Instructions to follow:
Collect every line of the material below that contains the string "handbag", treating uppercase and lowercase letters as distinct.

[Excerpts from a point labeling dataset]

++++++++++

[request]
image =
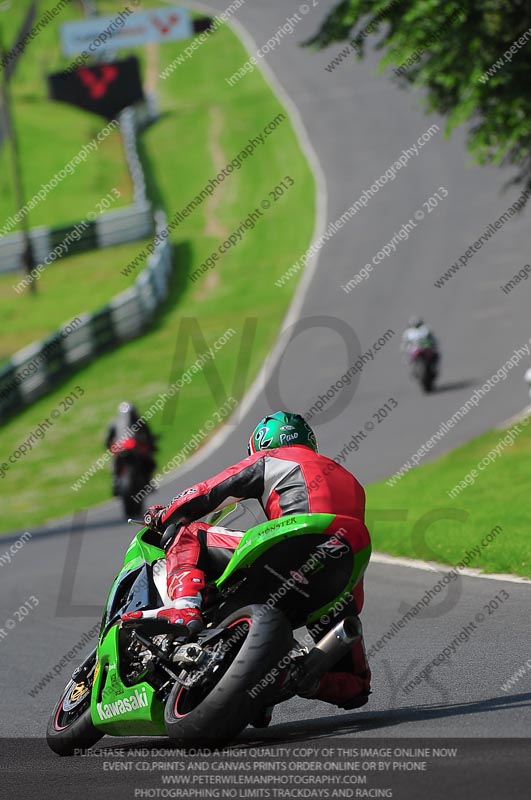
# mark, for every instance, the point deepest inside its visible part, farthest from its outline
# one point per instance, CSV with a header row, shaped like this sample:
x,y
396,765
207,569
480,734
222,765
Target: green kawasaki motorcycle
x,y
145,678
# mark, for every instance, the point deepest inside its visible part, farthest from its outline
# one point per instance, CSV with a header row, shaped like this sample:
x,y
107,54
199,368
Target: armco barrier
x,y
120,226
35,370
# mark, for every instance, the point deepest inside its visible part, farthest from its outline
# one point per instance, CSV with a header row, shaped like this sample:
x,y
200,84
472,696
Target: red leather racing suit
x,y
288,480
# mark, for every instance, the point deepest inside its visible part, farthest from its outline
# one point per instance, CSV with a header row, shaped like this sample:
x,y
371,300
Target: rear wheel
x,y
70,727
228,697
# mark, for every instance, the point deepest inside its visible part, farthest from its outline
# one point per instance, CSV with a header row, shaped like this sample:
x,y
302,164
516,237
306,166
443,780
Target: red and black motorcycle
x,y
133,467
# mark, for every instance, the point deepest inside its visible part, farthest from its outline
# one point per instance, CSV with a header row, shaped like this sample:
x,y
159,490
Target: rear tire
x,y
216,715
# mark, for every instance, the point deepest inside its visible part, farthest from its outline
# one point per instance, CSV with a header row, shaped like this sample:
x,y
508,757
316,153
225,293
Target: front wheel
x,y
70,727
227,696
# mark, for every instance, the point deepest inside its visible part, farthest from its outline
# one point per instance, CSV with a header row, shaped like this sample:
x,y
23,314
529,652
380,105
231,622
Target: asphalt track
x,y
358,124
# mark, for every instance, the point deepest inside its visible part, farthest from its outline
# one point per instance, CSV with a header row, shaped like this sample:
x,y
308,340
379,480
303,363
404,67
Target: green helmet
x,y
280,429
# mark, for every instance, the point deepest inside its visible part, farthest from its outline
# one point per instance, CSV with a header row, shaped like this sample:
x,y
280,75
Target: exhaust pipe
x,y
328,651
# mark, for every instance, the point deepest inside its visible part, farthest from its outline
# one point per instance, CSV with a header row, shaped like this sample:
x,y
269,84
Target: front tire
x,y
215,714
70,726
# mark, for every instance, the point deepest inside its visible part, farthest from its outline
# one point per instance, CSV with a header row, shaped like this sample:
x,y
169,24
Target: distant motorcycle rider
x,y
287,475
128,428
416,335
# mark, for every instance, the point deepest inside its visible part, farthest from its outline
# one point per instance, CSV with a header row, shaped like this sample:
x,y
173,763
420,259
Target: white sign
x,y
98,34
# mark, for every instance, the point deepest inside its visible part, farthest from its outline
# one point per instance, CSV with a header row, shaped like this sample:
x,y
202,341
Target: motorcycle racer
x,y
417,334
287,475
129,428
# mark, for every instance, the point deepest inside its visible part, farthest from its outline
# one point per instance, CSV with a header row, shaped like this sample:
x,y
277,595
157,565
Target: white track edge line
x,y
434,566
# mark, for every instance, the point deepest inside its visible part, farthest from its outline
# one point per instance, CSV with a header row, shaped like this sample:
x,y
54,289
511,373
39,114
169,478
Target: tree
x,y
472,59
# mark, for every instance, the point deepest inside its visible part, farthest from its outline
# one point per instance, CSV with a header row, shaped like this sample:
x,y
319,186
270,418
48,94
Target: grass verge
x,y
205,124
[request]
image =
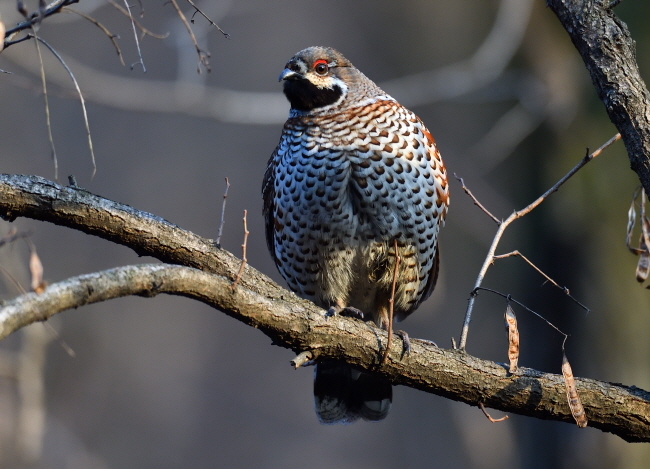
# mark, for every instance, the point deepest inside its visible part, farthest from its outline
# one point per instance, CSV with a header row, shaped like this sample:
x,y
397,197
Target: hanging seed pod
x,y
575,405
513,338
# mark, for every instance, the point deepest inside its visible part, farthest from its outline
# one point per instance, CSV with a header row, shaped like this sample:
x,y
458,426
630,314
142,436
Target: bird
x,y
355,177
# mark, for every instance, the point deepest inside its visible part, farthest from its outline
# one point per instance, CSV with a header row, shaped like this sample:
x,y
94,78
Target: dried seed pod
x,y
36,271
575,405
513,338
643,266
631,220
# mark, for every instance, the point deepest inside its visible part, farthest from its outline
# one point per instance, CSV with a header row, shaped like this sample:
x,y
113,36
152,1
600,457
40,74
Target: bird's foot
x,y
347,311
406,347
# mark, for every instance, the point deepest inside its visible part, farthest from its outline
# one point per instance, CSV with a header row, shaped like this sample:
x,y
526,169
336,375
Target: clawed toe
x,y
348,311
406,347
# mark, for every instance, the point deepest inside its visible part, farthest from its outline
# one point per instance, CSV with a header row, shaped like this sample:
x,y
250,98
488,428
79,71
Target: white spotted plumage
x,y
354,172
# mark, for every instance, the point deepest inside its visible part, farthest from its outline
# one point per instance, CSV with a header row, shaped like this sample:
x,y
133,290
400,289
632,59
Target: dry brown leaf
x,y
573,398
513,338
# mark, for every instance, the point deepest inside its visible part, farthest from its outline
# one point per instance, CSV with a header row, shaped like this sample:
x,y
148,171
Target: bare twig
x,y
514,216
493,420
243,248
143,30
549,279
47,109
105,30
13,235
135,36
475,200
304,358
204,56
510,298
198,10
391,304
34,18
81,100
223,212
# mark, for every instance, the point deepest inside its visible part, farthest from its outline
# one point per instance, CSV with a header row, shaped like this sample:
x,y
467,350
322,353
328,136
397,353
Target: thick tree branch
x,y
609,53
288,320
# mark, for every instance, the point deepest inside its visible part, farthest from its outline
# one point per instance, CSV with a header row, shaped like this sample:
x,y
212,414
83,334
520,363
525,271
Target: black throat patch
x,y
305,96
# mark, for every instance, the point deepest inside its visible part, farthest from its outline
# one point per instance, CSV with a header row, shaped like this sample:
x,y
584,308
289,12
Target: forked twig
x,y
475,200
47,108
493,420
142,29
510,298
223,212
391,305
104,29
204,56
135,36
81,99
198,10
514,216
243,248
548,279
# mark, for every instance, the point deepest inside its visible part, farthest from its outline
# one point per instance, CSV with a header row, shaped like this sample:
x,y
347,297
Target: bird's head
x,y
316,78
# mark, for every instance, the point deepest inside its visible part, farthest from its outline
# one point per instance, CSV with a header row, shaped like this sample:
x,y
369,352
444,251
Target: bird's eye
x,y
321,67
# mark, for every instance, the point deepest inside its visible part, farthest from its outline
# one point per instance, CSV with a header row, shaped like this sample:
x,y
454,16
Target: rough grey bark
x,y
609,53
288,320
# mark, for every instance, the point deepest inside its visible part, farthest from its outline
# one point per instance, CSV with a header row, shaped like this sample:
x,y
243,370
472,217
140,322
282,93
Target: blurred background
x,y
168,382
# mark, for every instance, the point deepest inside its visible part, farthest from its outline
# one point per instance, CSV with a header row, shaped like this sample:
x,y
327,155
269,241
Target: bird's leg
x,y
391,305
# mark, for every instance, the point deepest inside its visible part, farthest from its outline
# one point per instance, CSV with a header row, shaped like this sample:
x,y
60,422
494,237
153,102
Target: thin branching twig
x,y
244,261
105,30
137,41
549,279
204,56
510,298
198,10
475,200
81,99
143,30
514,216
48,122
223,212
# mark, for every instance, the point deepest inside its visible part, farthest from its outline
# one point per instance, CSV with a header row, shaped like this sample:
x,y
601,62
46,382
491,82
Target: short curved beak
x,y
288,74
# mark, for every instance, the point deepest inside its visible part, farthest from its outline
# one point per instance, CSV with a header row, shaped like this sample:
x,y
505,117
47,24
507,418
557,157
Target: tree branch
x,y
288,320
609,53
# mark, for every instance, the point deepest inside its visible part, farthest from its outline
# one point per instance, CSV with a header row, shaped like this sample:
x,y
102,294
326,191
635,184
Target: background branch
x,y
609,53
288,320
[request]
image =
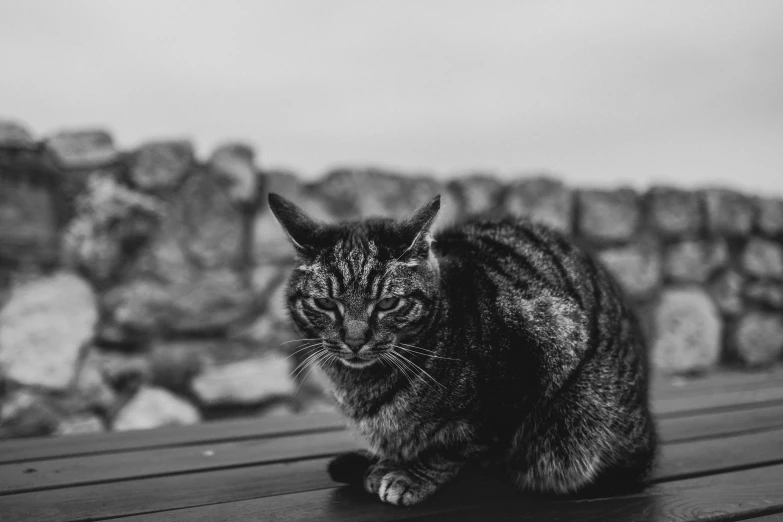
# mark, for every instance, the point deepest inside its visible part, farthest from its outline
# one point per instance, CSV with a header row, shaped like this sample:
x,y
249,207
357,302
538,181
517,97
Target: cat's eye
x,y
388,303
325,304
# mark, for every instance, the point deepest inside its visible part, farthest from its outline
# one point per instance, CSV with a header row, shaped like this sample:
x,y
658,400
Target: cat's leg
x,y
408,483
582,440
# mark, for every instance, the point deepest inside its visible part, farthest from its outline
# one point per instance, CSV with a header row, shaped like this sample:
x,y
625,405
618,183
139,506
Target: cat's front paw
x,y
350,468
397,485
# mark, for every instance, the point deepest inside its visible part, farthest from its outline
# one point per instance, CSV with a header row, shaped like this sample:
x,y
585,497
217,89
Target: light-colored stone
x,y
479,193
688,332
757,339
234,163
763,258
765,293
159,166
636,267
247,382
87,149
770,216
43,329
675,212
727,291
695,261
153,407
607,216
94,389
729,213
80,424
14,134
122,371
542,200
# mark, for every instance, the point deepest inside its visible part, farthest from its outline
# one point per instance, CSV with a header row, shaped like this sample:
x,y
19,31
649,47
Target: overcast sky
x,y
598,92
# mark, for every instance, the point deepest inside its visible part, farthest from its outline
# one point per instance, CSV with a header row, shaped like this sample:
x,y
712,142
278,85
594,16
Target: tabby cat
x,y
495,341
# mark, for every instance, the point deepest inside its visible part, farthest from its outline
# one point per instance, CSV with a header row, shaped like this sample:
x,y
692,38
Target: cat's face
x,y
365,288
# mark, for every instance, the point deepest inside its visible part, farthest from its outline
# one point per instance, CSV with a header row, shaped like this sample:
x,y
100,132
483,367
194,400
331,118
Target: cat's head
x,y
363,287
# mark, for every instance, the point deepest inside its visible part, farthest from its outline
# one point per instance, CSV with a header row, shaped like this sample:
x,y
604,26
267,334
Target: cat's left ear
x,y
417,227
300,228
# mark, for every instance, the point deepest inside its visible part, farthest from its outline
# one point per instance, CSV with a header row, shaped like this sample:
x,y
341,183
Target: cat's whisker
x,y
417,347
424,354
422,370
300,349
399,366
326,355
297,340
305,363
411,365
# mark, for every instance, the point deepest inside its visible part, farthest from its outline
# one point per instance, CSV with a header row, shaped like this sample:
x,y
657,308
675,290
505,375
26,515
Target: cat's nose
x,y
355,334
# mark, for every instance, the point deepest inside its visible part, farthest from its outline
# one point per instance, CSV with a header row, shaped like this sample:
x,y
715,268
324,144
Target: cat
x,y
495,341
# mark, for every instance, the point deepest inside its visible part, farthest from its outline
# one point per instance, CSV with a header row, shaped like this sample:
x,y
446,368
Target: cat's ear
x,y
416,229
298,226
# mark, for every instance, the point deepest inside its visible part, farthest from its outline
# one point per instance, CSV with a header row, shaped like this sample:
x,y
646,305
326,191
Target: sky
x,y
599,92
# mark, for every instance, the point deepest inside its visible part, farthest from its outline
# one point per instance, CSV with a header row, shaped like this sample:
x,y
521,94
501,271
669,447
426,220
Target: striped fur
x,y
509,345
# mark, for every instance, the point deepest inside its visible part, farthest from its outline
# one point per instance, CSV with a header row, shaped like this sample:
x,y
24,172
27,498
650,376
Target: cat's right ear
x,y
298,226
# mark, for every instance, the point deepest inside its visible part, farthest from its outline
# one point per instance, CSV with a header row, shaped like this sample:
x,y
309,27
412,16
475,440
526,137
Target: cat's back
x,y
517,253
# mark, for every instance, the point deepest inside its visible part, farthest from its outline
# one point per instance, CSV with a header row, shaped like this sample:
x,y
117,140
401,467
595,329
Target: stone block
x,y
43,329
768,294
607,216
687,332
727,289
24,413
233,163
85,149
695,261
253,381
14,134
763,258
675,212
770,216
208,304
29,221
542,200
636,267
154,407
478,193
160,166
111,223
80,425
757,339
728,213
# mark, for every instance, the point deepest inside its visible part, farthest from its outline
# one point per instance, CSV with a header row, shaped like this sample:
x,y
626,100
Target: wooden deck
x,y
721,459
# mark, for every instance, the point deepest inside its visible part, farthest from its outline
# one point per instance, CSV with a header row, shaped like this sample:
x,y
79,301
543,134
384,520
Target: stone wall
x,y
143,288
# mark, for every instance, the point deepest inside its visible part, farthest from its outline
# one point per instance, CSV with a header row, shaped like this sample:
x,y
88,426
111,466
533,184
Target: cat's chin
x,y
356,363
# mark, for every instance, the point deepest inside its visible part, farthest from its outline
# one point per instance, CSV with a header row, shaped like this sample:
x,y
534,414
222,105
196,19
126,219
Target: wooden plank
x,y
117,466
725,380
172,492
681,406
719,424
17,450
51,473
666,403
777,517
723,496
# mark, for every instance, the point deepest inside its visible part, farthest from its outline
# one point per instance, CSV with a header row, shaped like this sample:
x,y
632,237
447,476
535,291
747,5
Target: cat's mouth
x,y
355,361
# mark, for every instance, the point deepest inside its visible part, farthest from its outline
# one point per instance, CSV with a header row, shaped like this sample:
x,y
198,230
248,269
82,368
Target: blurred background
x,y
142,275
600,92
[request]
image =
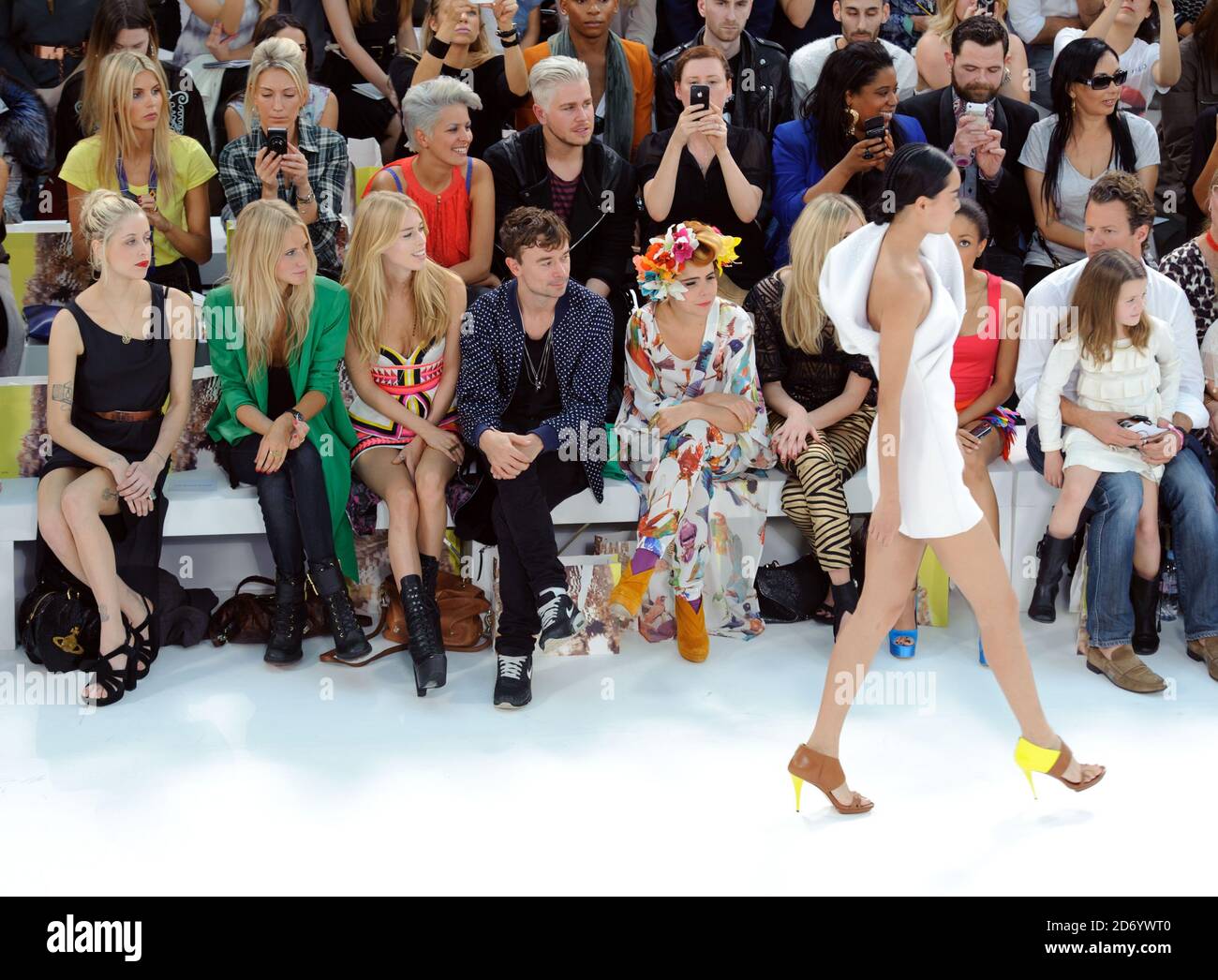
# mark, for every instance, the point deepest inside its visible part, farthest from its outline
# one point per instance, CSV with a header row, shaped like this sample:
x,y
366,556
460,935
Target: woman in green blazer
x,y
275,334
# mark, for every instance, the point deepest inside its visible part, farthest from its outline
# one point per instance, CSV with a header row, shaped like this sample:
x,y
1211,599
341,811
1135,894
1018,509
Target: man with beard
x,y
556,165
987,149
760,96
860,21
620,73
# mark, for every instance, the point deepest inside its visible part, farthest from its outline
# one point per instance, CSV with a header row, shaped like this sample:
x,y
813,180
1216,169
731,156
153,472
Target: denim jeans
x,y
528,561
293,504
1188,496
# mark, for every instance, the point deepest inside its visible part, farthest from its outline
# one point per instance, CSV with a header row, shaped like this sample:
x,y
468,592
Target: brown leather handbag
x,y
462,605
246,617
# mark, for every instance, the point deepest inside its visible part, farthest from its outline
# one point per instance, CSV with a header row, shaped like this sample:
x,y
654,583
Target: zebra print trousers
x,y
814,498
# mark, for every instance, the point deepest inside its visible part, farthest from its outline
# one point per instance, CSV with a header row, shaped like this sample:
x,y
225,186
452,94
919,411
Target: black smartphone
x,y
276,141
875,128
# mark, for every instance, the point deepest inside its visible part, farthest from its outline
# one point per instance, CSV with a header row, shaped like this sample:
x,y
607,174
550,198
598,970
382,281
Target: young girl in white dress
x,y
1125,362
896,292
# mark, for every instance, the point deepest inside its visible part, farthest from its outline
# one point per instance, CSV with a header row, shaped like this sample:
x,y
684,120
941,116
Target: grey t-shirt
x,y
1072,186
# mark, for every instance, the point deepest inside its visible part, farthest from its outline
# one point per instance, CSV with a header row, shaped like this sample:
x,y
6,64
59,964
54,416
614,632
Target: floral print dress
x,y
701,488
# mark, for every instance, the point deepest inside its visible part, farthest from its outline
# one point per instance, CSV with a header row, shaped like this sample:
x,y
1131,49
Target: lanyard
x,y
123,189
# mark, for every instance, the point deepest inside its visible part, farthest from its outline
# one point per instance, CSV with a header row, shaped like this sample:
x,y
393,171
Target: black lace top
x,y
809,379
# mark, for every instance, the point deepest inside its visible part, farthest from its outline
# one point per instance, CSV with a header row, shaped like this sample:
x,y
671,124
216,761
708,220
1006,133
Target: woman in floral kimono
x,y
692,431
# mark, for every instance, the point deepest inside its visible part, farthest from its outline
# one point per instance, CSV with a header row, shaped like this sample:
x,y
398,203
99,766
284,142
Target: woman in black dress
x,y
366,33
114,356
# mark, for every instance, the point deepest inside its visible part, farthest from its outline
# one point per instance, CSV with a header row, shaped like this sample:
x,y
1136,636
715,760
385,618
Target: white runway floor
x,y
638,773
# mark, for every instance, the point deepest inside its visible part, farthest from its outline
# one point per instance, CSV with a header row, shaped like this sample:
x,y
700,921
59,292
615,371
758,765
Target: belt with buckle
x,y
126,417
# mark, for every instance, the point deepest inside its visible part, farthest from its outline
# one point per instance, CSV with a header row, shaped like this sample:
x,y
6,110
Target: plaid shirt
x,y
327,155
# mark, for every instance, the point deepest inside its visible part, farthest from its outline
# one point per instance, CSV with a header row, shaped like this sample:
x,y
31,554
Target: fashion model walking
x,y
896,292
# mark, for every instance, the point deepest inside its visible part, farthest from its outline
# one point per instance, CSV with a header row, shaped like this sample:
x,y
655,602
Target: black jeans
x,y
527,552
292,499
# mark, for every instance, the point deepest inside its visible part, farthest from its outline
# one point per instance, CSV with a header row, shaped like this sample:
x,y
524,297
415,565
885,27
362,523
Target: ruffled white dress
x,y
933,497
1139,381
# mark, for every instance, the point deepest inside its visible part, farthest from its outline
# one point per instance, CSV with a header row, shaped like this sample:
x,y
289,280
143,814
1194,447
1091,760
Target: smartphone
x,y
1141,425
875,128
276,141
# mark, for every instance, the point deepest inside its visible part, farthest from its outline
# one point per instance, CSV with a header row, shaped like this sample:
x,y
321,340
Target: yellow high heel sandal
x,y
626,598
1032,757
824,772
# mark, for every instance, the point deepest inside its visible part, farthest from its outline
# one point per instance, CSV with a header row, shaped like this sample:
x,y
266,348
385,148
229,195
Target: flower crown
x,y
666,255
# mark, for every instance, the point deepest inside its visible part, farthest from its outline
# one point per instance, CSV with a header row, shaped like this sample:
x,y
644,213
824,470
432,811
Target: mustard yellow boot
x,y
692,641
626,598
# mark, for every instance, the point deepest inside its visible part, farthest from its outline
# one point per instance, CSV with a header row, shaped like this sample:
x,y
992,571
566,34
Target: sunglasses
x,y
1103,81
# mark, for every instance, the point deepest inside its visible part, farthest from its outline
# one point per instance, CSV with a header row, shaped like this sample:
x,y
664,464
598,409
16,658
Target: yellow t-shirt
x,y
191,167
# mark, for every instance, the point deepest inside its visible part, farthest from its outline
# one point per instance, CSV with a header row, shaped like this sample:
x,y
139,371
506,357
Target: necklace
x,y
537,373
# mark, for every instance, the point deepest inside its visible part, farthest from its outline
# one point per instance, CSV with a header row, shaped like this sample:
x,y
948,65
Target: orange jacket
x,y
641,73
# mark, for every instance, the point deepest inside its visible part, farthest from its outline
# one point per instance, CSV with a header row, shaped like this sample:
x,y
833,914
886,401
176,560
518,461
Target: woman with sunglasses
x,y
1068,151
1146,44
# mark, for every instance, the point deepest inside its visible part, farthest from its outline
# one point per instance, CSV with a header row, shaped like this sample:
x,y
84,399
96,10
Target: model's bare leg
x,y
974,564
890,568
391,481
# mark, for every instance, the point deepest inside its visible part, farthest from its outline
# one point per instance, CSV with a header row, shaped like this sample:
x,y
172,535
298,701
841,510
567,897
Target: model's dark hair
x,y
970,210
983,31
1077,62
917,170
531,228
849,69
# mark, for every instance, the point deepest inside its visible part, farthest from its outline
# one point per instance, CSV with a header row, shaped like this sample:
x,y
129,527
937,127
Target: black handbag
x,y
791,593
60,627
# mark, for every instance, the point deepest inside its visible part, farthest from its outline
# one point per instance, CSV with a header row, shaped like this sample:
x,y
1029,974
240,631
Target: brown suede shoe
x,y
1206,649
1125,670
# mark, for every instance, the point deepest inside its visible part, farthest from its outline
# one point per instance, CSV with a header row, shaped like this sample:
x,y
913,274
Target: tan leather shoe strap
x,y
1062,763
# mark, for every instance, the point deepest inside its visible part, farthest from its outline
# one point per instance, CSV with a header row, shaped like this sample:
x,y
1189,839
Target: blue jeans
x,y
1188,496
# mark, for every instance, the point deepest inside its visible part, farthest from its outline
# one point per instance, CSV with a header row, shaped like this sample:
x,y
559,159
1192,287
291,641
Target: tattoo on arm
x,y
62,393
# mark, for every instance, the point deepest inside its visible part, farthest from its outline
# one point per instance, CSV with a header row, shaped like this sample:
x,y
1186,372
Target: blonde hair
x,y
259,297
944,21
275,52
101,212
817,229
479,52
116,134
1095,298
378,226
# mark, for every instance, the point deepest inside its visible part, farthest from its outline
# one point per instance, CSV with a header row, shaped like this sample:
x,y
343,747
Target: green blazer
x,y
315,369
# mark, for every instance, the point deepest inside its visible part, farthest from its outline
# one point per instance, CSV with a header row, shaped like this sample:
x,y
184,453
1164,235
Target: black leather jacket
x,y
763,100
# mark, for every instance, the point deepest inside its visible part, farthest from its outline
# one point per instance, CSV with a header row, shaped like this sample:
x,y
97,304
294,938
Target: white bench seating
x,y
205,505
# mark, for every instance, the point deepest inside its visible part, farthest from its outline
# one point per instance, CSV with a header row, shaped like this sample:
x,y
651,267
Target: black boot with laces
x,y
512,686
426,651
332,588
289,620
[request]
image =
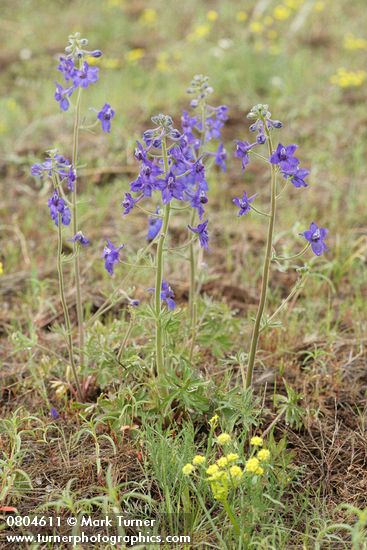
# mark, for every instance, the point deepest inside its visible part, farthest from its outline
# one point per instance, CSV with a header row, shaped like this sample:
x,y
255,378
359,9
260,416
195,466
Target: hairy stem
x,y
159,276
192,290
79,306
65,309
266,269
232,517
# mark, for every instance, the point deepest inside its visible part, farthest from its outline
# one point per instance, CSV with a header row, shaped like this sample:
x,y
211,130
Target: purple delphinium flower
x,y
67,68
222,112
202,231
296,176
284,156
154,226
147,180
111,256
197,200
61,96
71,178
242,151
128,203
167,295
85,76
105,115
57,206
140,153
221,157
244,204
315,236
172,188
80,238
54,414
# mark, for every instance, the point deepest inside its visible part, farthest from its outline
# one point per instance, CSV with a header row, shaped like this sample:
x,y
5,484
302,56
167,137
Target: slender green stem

++++++++++

Full output:
Target: brown leather handbag
Target: black handbag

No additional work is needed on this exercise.